### Texto

☆ ☆ ☆ ☆

MIGUEL AGUSTÍN PRO JUÁREZ
Sacerdote y Mártir
En la ciudad de Guadalupe, en el territorio de Zacatecas, en México, beato Miguel Agustín Pro, presbítero de la Orden de la Compañía de Jesús y mártir, quien, en la cruel persecución contra la Iglesia, como si fuera un facineroso fue condenado sin juicio a la pena capital, y así alcanzó el martirio que tan ardientemente deseaba († 1927)
Fusilado sin juicio: 23 de noviembre de 1927
Fecha de beatificación: 25 de septiembre de 1988 por el Papa Juan Pablo II
Breve Biografía
Miguel
Agustín Pro Juárez, nació el 13 de enero de 1891 en la población
minera de Guadalupe, Zacatecas, tercero de once hermanos e hijo de
Miguel Pro y Josefa Juárez. El 19 de agosto de 1911, ingresa al
Noviciado de la Compañía de Jesús en El Llano, Michoacán, luego
de unos Ejercicios hechos con jesuitas y de haber madurado lentamente
la decisión. Ya la familia había dado antes dos vocaciones
religiosas en la persona de dos hermanas mayores de Miguel.
Luego
del Noviciado, continúa sus estudios en Los Gatos, California,
obligados los jesuitas a abandonar Los Llanos a causa de la presencia
de fuerzas carrancistas. Estudia después retórica y filosofía en
España. Desempeña el oficio de profesor en el colegio de la
Compañía en Granada, Nicaragua y hace la teología en Enghien,
Bélgica, donde recibe el presbiterado.

☆ ☆ ☆ ☆

### Datos
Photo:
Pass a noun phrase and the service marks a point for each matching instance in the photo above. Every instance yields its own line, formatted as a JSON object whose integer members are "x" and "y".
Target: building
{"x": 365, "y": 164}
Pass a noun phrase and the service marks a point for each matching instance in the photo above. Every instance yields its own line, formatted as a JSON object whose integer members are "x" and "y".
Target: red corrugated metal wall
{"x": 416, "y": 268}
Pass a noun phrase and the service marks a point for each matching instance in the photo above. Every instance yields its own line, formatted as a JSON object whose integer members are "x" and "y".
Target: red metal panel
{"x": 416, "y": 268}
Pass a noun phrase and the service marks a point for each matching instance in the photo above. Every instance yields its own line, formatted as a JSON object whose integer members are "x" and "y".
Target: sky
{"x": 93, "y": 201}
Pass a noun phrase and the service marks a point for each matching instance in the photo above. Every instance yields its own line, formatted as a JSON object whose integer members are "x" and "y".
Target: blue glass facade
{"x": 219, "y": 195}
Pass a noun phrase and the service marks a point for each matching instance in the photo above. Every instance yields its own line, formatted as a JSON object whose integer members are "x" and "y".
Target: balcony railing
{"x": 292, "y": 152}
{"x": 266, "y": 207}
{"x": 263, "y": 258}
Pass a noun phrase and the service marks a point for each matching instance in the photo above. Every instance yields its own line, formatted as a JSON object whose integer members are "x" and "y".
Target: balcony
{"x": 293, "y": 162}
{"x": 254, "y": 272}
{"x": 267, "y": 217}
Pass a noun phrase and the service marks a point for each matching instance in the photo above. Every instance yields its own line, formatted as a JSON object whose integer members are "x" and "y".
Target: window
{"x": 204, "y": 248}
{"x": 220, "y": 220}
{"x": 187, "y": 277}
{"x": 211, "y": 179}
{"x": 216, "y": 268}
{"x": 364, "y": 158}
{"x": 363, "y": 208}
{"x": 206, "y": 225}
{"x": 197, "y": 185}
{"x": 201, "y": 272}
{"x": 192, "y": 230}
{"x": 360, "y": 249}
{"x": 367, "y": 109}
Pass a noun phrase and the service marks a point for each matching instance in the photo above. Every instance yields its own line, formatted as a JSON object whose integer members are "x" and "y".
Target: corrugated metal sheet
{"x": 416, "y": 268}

☆ ☆ ☆ ☆

### Ejercicio
Actualiza el texto sobre Miguel Agustín Pro: escríbelo otra vez desde "MIGUEL AGUSTÍN PRO JUÁREZ" hasta "deseaba († 1927)", incluidas ambas partes, y pon "Fresnillo" en lugar de "Guadalupe".

### Respuesta
MIGUEL AGUSTÍN PRO JUÁREZ
Sacerdote y Mártir
En la ciudad de Fresnillo, en el territorio de Zacatecas, en México, beato Miguel Agustín Pro, presbítero de la Orden de la Compañía de Jesús y mártir, quien, en la cruel persecución contra la Iglesia, como si fuera un facineroso fue condenado sin juicio a la pena capital, y así alcanzó el martirio que tan ardientemente deseaba († 1927)